Task prompt:
Set the records down again. Match every line exactly.

Provided material:
• • • • •
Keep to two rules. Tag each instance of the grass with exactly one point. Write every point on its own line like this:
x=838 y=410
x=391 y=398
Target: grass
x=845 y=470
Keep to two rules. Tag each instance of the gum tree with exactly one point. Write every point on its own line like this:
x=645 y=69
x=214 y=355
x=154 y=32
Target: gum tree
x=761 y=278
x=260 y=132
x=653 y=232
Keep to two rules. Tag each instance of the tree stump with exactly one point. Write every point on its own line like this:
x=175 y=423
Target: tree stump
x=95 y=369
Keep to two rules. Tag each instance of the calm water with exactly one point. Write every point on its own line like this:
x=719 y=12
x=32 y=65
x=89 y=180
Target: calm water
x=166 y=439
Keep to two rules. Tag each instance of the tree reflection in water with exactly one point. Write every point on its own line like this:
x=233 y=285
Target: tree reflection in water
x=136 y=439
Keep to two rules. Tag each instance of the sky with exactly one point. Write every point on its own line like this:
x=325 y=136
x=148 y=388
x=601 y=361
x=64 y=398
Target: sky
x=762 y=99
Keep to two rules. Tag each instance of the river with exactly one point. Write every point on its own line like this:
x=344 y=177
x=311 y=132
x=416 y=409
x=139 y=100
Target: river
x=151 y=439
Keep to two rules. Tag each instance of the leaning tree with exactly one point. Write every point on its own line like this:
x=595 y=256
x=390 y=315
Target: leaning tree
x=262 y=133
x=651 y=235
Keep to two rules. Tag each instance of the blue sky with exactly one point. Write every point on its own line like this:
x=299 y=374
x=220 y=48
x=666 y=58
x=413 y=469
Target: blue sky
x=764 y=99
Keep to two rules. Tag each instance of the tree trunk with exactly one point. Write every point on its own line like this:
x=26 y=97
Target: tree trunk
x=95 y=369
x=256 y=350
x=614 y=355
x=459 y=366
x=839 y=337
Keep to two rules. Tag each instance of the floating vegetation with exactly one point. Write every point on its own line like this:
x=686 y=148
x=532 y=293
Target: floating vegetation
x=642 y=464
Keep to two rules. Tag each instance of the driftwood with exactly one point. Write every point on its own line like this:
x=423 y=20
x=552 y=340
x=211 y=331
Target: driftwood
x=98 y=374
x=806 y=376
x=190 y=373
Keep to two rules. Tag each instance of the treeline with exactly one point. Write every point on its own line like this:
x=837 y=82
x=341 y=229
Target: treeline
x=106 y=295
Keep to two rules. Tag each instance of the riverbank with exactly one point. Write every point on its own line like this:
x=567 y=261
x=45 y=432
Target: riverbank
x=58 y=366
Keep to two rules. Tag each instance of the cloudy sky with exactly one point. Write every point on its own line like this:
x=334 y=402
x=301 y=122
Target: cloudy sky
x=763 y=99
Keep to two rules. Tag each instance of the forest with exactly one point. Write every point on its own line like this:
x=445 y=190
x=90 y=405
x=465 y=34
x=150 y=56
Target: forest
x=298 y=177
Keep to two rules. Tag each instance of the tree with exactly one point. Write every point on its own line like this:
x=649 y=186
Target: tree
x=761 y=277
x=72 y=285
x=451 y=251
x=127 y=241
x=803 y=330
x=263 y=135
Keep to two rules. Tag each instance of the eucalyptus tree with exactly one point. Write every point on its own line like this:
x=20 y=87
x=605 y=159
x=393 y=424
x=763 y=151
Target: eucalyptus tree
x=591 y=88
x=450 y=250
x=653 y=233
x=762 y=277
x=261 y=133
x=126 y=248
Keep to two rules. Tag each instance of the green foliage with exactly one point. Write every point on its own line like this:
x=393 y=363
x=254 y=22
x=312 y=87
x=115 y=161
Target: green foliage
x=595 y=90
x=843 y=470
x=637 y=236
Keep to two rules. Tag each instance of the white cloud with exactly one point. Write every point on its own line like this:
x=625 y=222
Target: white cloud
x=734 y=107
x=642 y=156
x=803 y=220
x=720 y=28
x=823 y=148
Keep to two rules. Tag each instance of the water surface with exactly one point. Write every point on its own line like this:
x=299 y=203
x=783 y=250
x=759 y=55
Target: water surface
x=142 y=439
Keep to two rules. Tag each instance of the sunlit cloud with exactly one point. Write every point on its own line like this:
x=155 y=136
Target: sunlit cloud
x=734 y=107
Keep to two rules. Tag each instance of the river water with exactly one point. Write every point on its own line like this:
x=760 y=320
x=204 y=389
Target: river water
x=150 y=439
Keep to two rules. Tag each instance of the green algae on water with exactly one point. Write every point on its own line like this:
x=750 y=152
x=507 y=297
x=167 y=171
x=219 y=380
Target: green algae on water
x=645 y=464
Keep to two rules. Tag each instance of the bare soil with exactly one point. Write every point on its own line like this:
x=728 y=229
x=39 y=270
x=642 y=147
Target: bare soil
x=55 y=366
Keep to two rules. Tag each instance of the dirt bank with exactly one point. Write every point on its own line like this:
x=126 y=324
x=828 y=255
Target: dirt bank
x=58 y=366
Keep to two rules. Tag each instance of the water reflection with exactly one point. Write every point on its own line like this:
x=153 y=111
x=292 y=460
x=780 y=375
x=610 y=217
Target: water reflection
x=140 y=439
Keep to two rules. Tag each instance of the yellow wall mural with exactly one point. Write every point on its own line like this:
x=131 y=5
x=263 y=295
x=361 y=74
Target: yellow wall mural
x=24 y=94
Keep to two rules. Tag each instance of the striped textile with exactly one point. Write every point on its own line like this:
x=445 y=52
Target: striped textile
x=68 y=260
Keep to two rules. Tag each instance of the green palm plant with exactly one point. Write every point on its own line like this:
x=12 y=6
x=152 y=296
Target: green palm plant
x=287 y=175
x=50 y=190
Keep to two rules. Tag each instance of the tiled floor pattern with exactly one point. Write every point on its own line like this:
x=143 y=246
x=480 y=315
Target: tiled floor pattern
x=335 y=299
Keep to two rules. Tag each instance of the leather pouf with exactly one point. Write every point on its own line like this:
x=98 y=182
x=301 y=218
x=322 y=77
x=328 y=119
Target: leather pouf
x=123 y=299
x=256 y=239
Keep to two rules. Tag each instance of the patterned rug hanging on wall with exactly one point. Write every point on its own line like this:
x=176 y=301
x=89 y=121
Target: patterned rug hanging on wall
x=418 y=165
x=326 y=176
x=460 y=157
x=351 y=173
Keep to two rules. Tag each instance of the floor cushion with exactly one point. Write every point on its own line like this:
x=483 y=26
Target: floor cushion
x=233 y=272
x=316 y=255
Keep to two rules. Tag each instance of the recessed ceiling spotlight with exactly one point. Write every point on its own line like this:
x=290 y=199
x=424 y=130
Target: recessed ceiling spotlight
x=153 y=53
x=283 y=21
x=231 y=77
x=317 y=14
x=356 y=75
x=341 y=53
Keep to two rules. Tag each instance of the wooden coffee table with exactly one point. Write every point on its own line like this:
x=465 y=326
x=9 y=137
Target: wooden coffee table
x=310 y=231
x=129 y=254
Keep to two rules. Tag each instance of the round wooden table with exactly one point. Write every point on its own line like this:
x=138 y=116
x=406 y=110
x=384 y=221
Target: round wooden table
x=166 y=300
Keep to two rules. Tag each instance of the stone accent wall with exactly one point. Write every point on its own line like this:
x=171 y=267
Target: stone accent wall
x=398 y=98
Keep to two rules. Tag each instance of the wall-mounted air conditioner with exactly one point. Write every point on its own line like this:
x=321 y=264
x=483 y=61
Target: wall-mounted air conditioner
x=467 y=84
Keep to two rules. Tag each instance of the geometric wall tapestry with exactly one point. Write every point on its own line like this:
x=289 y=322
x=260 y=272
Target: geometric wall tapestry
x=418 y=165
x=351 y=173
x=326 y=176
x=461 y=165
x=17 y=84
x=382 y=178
• • • • •
Answer area:
Keep to two rules. Tag each instance of the grass with exactly one point. Write every point on its own line like this:
x=838 y=410
x=391 y=398
Target: grass
x=845 y=470
Keep to two rules. Tag each instance of the gum tree with exactly one point. Write every point on its own line like this:
x=645 y=69
x=214 y=355
x=154 y=32
Target: gum tree
x=761 y=278
x=260 y=132
x=653 y=232
Keep to two rules. Tag each instance of the tree stump with exactly one point. Write every point on its own line like this:
x=175 y=423
Target: tree stump
x=95 y=369
Keep to two rules. Tag each instance of the calm water with exactly one point. Write every point on its own line like this:
x=719 y=12
x=32 y=65
x=89 y=180
Target: calm water
x=166 y=439
Keep to two rules. Tag each instance of the tree reflection in water with exactly one point. Write every point on its own line like this:
x=233 y=285
Target: tree reflection in water
x=136 y=439
Keep to two rules. Tag each instance of the sky with exactly one point. Write every point on its own line like this:
x=325 y=136
x=148 y=388
x=601 y=361
x=64 y=398
Target: sky
x=762 y=99
Keep to two rules. Tag each instance of the river with exactly one point. Write every point on its own line like this:
x=344 y=177
x=311 y=132
x=416 y=409
x=139 y=100
Target: river
x=151 y=439
Keep to two rules. Tag each instance of the leaning tree with exactly one point. Write every point on its own line like this:
x=595 y=256
x=390 y=315
Target: leaning tree
x=262 y=133
x=651 y=235
Keep to two rules. Tag each instance of the blue sky with exactly one point. Write every point on its own line like this:
x=299 y=374
x=220 y=48
x=666 y=58
x=413 y=469
Target: blue sky
x=764 y=99
Keep to two rules. Tag each instance of the tree trunk with exactly one point. Write every point on its own line like this:
x=26 y=97
Target: tree trunk
x=95 y=369
x=256 y=350
x=614 y=355
x=459 y=366
x=839 y=337
Keep to two rules. Tag each instance of the floating vegetation with exactly one point. Write every point on its own line like this:
x=686 y=148
x=532 y=293
Target: floating vegetation
x=642 y=464
Keep to two rules. Tag each instance of the driftwood with exactly one point. Write every point on its own line like this:
x=423 y=20
x=552 y=340
x=211 y=331
Target: driftwood
x=98 y=374
x=806 y=376
x=190 y=373
Keep to two rules. Tag each instance of the treeline with exactly one point. Write every point on its own line like this:
x=837 y=82
x=341 y=229
Target: treeline
x=106 y=295
Keep to two rules. Tag each instance of the riverbank with exactly one point. Write every point on its own line like this:
x=567 y=261
x=45 y=432
Target: riverbank
x=58 y=366
Keep to two rules. Tag each instance of the cloudy sky with exactly one point. Write every point on its own line like this:
x=334 y=402
x=301 y=122
Target: cloudy sky
x=763 y=99
Keep to two rules. Tag each instance of the forest with exactly one point. Write every point on its own line like this:
x=445 y=190
x=90 y=405
x=465 y=34
x=150 y=56
Target: forest
x=298 y=177
Keep to two rules. Tag each instance of the tree with exactly one point. Write every point on its own line like this:
x=649 y=186
Target: tree
x=761 y=277
x=72 y=285
x=451 y=251
x=127 y=241
x=803 y=330
x=263 y=135
Keep to two rules. Tag each instance of the eucalyptus tree with exactly one point. Write every point on its own line like this:
x=20 y=87
x=605 y=159
x=393 y=424
x=763 y=151
Target: eucalyptus tree
x=591 y=88
x=450 y=250
x=653 y=233
x=762 y=277
x=261 y=133
x=126 y=248
Keep to two rules. Tag each instance of the green foliage with exactly one point. Write every point on its own line like this:
x=393 y=363
x=254 y=22
x=312 y=87
x=115 y=161
Target: green foliage
x=595 y=90
x=843 y=470
x=637 y=236
Keep to two rules. Tag each instance of the white cloud with exactly one point. Write every point on its own line like this:
x=625 y=222
Target: white cloud
x=734 y=107
x=642 y=156
x=803 y=220
x=720 y=28
x=823 y=148
Keep to two rules. Tag each instance of the water surface with exactly one point. Write every point on its own line like this:
x=299 y=203
x=783 y=250
x=759 y=55
Target: water surface
x=142 y=439
Keep to two rules. Tag each instance of the sunlit cloud with exactly one point. Write every point on its own line like this:
x=155 y=136
Target: sunlit cloud
x=734 y=107
Keep to two rules. Tag each instance of the river water with exactly one point. Write every point on its own line like this:
x=760 y=320
x=204 y=389
Target: river water
x=150 y=439
Keep to two rules. Tag each instance of the green algae on water with exactly one point. Write every point on its own line like this:
x=750 y=152
x=507 y=297
x=167 y=171
x=219 y=380
Target: green algae on water
x=645 y=464
Keep to two rules. Tag each instance of the bare soil with exactly one point. Write every point on its own line like this:
x=728 y=229
x=39 y=270
x=642 y=147
Target: bare soil
x=55 y=366
Keep to two rules. Tag each instance of the dirt bank with exactly one point. Write every point on its own line like this:
x=126 y=324
x=828 y=255
Target: dirt bank
x=58 y=366
Keep to two rules. Tag each instance of the water reflection with exactly one point. Write every point on its own line like this:
x=153 y=111
x=292 y=460
x=780 y=375
x=610 y=217
Target: water reflection
x=140 y=439
Keep to two rules. Tag each instance of the yellow wall mural with exactly one point. Write every point on its own line like this:
x=131 y=5
x=263 y=295
x=361 y=74
Target: yellow wall mural
x=24 y=94
Keep to two rules. Tag each instance of the striped textile with exactly one point. Write every point on its own line like this:
x=445 y=52
Target: striped textile
x=68 y=260
Keep to two rules. Tag each instance of the green palm plant with exactly one point. Write every point on its own line like this:
x=12 y=6
x=152 y=296
Target: green palm plant
x=287 y=175
x=50 y=190
Keep to two rules. Tag each instance of the tiled floor pattern with exactly one point. Write every point on its own line like this:
x=143 y=246
x=480 y=315
Target: tiled floor pattern
x=335 y=299
Keep to two rules. Tag each instance of the leather pouf with exactly one point. Write every point on its own line like this:
x=98 y=182
x=301 y=218
x=322 y=77
x=328 y=119
Target: leather pouf
x=123 y=299
x=256 y=239
Keep to two rules. Tag each instance of the patterned rug hanging on wall with exactly one point. Write every point on its own line like this:
x=176 y=301
x=89 y=121
Target: patterned rug hanging on wall
x=418 y=165
x=326 y=176
x=460 y=157
x=351 y=173
Keep to two rules. Tag each instance of the floor cushion with exactly one point. Write every point on its own line like this:
x=483 y=26
Target: floor cushion
x=233 y=272
x=316 y=255
Keep to two rules. Tag each instance of the recessed ceiling spotlight with exactly one point. Write every point on its own line like this:
x=290 y=199
x=424 y=130
Target: recessed ceiling spotlight
x=153 y=53
x=283 y=21
x=231 y=77
x=317 y=14
x=356 y=75
x=341 y=53
Keep to two rules. Tag each instance of the wooden coffee table with exactly one point. Write every point on its own line like this:
x=465 y=326
x=9 y=137
Target: wooden coffee table
x=310 y=231
x=129 y=254
Keep to two rules. Tag each instance of the round wooden table with exactly one point. Write every point on its own line like this:
x=138 y=116
x=406 y=110
x=384 y=221
Target: round wooden table
x=166 y=300
Keep to two rules. Tag each instance of the stone accent wall with exactly one point. Write every point on its own line like this:
x=171 y=267
Target: stone accent wall
x=398 y=98
Keep to two rules. Tag each instance of the wall-mounted air conditioner with exactly one point. Write every point on its own line like this:
x=321 y=264
x=483 y=61
Target: wall-mounted air conditioner
x=467 y=84
Keep to two rules. Tag each instance of the geometric wall tapestry with exactly one point. Write every point on its own line like this:
x=289 y=322
x=260 y=272
Target: geometric wall tapestry
x=418 y=165
x=351 y=173
x=326 y=176
x=461 y=165
x=17 y=84
x=382 y=178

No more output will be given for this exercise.